Rewrite all the lines of the records below, requests included, and add 88 to every x and y coordinate in the answers. Leave the pictures out.

Entries from a pointing dataset:
--------------------------------

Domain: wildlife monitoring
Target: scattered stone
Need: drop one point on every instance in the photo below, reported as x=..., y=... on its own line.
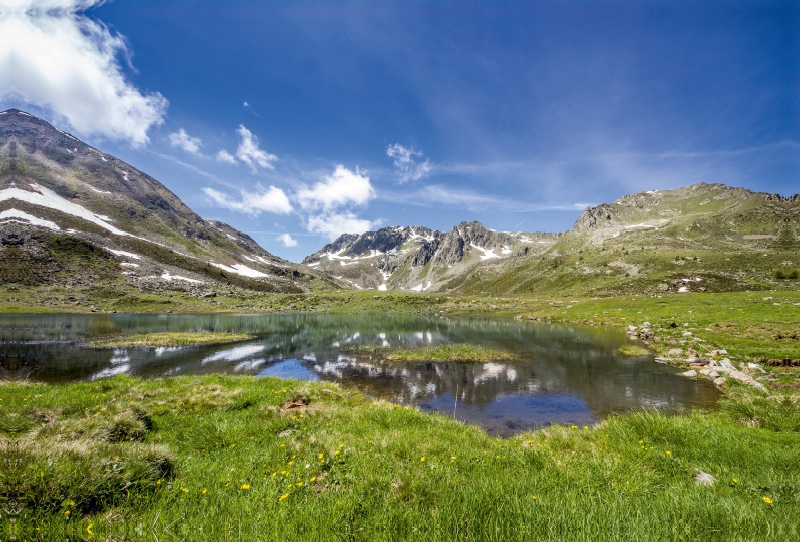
x=759, y=386
x=744, y=378
x=704, y=479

--------------------------------

*The answer*.
Domain: wildlife monitoring
Target: scattered stone
Need: drop one point on every instance in the photo below, reported as x=..., y=... on its own line.
x=847, y=474
x=832, y=466
x=792, y=567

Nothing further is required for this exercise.